═════ PAGE EXTRACT ═════

The few times we would be snowbound were exciting. Using the flat-top “bachelor heater” stove in our front room, we would cook on it. For an afternoon snack, we would pop several skillets full of home-grown popcorn, for a family of seven could eat half a dishpan full of it. We kids would mix cream, sugar, and vanilla to add to snow for a treat.

But not much time was wasted on a farm. Idle kids seemed to activate the minds of parents to think up chores. One was particularly reserved for winter days. There was an ever-present quilting frame hanging from the ceiling by hemp binder twine. The twine at each corner was wrapped or unwrapped to raise or lower it. So we would have a quilting party which was not exactly a fun party for us kids though we did entertain ourselves while sewing. Your can imagine the quality of the quilting of teenagers. Utility rather than art was the objective. Because we had no blankets, many quilts were needed. Cotton batting was available in the stores for nicer quilts, but we used cotton left over from the last bale that was ginned.

═════

COMPLETE THE FOLLOWING:
1: Retype the passage on snowbound farm winters word for word, from "But not much" to "that was ginned.".
2: In the passage on snowbound farm winters, what held the quilting frame up from the ceiling?

═════ EXTRACTED ENTRIES ═════

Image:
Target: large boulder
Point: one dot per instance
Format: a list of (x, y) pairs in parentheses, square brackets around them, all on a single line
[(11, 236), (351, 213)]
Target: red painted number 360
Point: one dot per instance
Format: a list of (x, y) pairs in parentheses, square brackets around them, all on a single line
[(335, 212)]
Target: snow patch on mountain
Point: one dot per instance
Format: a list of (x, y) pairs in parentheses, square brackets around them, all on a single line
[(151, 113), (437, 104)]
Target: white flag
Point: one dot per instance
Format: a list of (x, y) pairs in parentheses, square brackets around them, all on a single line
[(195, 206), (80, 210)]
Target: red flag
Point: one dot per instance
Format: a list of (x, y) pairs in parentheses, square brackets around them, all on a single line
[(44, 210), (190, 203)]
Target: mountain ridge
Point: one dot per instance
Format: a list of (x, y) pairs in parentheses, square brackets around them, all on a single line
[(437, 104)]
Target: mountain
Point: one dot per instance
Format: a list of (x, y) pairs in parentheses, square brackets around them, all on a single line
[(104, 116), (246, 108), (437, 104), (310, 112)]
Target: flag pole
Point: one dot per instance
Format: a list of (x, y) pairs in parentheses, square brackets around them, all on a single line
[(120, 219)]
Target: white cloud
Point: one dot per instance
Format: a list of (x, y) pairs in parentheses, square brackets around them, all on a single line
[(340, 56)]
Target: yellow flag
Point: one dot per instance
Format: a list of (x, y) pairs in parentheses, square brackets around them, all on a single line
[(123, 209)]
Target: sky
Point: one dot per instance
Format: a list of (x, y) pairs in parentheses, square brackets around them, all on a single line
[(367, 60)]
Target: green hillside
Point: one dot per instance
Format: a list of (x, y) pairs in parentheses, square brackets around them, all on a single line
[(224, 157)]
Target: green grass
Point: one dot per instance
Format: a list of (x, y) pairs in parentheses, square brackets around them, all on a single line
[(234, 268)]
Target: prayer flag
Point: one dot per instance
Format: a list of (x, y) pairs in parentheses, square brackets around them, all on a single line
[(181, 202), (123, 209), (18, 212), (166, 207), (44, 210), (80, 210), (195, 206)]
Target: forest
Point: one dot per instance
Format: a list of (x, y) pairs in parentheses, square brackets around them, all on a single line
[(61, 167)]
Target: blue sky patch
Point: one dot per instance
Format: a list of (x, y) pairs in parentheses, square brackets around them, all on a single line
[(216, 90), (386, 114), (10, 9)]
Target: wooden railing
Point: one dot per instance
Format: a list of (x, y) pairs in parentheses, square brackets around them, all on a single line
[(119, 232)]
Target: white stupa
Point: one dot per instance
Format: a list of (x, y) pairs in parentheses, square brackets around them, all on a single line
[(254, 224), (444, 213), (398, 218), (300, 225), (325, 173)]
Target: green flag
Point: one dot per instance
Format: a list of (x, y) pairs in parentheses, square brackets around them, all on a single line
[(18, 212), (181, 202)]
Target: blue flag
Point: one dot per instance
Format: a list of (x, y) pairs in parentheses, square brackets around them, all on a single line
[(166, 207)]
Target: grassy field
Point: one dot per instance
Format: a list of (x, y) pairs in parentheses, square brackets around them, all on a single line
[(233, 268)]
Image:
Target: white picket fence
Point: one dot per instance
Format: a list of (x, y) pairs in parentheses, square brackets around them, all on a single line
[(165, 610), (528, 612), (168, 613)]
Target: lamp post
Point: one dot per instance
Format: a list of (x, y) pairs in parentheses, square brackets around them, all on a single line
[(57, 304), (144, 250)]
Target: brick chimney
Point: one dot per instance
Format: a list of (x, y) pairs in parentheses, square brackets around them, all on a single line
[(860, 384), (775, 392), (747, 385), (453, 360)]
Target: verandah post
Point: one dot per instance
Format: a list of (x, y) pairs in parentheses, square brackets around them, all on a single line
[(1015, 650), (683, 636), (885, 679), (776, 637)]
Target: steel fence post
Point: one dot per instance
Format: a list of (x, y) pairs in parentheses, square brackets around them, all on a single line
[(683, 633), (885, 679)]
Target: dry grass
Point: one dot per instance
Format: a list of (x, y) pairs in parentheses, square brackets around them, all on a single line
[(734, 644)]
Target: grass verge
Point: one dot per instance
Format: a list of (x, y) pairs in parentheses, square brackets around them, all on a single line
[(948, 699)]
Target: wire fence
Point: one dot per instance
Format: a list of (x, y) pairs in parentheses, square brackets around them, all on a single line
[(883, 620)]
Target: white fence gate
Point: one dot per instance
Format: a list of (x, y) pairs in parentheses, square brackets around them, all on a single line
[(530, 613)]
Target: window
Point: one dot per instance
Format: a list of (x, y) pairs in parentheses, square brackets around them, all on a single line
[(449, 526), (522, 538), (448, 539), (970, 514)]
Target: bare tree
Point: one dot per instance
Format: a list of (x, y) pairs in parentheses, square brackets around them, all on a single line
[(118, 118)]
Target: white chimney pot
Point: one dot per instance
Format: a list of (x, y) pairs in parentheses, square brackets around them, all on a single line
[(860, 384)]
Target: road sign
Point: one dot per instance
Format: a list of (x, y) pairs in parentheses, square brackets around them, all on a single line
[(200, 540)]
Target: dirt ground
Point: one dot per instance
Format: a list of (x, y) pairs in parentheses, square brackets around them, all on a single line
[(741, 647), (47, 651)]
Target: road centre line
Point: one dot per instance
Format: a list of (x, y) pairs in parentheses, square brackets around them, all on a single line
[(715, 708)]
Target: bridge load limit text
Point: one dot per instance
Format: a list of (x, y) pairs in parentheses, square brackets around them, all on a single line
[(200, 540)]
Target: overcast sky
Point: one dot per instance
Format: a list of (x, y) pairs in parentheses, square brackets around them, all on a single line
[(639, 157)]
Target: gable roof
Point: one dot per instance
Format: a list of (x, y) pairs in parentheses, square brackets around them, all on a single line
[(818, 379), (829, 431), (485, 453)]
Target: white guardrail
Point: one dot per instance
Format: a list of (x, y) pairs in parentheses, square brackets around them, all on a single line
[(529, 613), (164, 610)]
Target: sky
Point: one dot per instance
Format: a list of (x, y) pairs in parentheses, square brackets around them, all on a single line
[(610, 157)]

═════
═════ EXTRACTED ENTRIES ═════

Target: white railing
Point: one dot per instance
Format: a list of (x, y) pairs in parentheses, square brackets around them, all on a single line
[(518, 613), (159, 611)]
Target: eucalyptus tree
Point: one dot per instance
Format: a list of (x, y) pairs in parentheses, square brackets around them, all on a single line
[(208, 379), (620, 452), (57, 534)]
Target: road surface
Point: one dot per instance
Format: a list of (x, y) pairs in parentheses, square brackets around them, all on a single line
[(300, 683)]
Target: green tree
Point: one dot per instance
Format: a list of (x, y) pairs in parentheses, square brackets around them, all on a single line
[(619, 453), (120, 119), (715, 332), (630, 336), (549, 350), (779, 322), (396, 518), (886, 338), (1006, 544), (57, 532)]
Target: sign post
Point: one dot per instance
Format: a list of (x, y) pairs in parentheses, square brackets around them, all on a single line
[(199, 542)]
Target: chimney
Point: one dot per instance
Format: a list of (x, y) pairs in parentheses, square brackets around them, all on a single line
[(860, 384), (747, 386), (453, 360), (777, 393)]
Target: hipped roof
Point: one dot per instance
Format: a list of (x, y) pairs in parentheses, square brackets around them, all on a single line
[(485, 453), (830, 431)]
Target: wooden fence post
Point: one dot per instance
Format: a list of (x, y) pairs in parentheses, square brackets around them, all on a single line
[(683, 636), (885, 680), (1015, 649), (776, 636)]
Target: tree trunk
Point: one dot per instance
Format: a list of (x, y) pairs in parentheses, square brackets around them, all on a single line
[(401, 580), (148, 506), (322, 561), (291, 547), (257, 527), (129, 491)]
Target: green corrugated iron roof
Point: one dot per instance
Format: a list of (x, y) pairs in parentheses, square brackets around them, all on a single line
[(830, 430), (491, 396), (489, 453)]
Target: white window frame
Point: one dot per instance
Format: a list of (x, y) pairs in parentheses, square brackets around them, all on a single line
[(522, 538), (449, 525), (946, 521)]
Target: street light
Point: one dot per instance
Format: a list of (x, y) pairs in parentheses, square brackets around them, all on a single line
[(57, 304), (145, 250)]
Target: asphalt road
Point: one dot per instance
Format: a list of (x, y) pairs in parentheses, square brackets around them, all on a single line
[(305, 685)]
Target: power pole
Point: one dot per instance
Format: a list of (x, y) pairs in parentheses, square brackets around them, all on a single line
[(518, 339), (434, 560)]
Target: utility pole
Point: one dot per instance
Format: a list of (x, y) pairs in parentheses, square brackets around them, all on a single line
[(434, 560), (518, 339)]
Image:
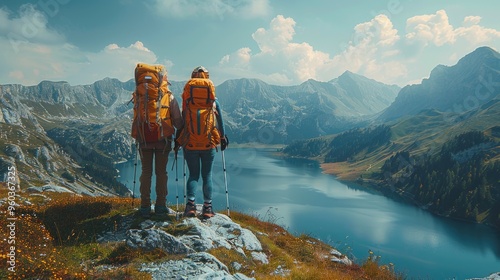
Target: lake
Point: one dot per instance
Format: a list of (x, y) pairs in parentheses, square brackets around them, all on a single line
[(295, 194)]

═════

ANSWER SET:
1:
But not much time was wasted on a farm. Idle kids seemed to activate the minds of parents to think up chores. One was particularly reserved for winter days. There was an ever-present quilting frame hanging from the ceiling by hemp binder twine. The twine at each corner was wrapped or unwrapped to raise or lower it. So we would have a quilting party which was not exactly a fun party for us kids though we did entertain ourselves while sewing. Your can imagine the quality of the quilting of teenagers. Utility rather than art was the objective. Because we had no blankets, many quilts were needed. Cotton batting was available in the stores for nicer quilts, but we used cotton left over from the last bale that was ginned.

2: Hemp binder twine held it up.